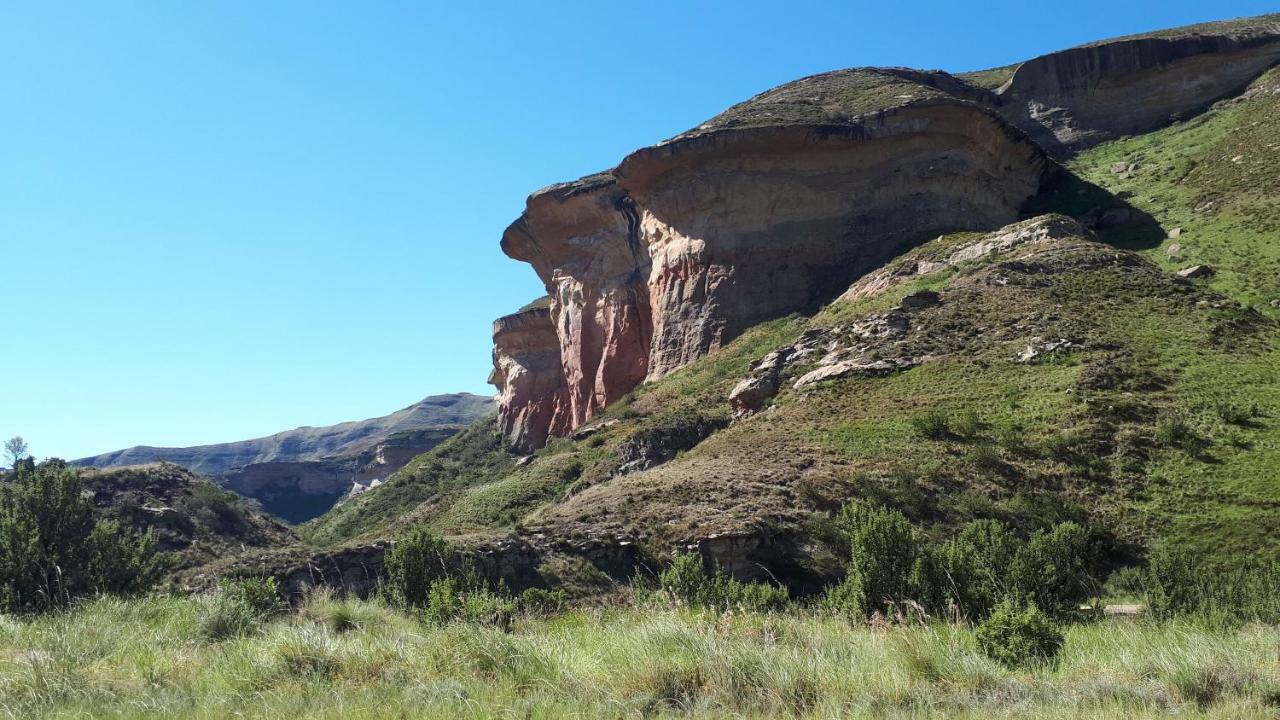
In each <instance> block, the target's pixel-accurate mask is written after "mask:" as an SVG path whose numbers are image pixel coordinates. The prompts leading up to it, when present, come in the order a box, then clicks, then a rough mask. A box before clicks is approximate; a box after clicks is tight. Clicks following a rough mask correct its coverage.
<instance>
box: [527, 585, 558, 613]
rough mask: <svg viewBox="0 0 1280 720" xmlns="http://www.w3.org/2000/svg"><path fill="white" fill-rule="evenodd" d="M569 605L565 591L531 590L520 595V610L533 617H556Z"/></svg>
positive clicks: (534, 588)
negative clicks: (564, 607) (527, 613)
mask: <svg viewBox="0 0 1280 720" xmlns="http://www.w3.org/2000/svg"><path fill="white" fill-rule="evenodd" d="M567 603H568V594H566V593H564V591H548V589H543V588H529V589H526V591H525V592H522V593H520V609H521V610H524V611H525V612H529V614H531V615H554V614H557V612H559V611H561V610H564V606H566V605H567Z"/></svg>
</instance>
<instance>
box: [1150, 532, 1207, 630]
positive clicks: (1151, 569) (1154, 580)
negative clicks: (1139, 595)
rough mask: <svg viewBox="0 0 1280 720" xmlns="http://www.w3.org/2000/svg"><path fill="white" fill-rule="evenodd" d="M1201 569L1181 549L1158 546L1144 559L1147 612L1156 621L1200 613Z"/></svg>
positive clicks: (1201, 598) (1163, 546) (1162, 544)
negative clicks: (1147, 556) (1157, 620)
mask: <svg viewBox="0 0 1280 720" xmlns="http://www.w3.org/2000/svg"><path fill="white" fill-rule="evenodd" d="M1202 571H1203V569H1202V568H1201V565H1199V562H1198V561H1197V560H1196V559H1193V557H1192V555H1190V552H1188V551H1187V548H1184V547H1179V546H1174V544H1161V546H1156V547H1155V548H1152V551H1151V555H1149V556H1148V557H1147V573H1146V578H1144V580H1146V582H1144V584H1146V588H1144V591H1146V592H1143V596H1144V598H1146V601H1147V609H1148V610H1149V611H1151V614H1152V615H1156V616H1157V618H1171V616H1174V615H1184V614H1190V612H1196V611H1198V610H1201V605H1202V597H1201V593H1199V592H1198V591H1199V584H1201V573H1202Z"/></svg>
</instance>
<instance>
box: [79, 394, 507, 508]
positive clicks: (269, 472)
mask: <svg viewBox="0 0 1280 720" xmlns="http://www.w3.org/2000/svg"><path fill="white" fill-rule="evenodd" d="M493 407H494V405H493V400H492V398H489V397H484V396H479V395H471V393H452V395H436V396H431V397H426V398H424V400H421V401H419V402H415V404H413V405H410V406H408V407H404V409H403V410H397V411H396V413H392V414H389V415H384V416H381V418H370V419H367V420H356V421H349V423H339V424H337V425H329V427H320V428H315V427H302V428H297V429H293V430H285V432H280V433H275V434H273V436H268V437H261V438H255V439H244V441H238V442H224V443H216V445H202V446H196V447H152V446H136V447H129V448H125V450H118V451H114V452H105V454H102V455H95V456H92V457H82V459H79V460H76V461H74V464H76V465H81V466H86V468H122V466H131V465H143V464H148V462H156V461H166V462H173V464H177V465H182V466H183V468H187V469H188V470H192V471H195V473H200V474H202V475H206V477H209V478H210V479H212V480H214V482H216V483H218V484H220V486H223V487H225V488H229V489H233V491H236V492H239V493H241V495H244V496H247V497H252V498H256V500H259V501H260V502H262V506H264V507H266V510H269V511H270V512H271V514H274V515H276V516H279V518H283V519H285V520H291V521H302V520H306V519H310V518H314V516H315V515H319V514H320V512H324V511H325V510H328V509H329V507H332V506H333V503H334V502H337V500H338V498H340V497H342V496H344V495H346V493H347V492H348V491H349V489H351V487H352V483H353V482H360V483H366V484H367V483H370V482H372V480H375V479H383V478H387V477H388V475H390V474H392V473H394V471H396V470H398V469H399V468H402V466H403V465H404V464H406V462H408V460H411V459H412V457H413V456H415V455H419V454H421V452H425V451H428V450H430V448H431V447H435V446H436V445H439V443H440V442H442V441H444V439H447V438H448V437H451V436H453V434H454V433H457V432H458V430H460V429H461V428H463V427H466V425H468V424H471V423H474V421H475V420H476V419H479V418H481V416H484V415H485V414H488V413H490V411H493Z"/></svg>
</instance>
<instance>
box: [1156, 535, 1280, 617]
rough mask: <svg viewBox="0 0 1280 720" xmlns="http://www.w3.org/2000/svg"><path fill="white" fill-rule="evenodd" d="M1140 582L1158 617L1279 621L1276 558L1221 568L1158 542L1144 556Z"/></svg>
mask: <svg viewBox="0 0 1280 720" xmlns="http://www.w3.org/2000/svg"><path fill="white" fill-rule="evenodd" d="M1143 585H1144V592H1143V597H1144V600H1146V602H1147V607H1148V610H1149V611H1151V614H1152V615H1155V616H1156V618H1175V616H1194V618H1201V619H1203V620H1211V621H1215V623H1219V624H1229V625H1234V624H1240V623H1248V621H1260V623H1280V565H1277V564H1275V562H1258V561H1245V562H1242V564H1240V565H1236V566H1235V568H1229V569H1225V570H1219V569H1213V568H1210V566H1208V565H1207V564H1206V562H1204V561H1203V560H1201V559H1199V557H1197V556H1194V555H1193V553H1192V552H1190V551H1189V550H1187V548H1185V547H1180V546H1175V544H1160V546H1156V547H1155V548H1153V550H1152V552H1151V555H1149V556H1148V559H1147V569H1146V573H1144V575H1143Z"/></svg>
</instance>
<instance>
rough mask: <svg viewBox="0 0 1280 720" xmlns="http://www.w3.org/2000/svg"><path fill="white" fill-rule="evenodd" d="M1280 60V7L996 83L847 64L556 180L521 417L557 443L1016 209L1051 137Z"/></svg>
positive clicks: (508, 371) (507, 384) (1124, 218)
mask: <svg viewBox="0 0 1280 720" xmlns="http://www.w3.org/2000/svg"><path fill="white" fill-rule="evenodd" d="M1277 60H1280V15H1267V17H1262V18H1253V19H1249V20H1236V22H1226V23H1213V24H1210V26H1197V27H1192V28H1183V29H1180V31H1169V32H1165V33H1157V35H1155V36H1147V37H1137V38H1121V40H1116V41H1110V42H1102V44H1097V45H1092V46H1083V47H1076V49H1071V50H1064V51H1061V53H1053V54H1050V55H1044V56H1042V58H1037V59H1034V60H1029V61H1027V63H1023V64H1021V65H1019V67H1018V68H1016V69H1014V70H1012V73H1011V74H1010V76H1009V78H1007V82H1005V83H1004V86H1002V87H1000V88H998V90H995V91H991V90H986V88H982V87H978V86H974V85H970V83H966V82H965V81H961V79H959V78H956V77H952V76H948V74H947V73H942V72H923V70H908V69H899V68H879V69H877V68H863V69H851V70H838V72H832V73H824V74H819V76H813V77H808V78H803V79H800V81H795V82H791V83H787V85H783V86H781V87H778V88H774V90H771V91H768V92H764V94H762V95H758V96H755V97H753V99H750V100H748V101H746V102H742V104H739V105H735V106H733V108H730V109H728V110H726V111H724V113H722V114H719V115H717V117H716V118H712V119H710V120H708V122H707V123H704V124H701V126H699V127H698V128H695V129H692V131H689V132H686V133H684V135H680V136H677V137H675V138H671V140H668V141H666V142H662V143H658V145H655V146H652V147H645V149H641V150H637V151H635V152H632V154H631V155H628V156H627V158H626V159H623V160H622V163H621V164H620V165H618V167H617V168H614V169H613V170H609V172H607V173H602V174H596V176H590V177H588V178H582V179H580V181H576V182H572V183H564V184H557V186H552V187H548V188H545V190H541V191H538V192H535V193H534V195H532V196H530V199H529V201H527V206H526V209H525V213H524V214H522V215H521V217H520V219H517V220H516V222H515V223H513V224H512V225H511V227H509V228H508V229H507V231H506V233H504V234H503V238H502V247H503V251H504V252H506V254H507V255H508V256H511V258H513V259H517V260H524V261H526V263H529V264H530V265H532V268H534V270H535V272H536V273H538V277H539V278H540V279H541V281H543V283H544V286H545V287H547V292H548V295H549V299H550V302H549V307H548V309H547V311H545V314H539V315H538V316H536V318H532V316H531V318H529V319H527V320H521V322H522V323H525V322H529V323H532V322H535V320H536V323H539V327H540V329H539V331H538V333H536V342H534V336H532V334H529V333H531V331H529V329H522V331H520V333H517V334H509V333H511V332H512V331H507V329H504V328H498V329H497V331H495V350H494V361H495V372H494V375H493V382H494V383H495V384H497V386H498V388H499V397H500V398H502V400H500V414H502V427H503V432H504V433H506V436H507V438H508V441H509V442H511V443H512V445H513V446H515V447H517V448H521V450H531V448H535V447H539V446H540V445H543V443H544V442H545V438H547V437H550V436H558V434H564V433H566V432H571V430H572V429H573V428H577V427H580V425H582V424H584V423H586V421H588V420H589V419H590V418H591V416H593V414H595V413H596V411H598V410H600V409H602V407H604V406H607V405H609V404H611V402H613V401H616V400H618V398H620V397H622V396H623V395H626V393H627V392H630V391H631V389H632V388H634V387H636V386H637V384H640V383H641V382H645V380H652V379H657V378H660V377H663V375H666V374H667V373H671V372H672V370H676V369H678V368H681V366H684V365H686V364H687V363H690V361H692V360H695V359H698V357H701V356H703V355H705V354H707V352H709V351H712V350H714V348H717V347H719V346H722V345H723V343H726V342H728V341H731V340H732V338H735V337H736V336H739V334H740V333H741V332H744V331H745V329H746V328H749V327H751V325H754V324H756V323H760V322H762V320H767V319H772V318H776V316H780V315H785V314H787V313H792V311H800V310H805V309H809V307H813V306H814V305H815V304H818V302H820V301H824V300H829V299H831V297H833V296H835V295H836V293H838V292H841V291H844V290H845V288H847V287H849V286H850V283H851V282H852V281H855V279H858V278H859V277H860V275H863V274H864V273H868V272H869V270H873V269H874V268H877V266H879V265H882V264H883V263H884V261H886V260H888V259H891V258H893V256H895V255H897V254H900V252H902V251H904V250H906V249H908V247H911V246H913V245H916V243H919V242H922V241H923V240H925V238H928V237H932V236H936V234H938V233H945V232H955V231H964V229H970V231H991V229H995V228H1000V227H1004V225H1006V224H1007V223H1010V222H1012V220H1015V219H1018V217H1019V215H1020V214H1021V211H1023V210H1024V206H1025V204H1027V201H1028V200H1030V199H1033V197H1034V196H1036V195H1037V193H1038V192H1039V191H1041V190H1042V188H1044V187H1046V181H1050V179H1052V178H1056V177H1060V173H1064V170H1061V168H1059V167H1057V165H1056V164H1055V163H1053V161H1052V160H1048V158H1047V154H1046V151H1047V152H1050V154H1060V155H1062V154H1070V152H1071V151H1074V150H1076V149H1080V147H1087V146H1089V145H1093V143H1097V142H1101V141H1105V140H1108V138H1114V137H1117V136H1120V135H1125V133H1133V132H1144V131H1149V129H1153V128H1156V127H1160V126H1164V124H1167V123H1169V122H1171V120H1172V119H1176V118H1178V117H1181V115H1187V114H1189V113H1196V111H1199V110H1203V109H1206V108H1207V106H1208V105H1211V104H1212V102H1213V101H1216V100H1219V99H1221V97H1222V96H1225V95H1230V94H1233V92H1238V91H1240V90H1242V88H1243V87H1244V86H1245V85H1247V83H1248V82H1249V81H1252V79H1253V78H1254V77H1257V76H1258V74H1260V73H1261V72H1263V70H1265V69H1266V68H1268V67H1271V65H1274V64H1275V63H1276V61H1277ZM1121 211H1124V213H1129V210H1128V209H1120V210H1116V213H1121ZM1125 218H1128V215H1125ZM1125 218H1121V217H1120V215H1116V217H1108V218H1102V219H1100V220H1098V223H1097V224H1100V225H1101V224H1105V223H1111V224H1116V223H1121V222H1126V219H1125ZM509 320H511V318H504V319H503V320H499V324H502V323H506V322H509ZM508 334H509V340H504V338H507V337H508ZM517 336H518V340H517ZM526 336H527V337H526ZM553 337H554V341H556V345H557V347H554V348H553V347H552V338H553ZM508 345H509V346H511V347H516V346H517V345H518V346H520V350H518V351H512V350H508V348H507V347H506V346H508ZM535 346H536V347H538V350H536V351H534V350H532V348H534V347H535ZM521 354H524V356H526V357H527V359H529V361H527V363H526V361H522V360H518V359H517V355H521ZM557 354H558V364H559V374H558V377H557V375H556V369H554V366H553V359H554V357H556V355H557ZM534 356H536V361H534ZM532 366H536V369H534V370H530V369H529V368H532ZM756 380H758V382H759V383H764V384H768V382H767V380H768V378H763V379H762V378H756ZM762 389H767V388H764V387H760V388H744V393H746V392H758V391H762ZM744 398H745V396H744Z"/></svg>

→ **Your objective**:
Report only the number of lines in the listing above that contain the string "positive".

→ **Response below**:
5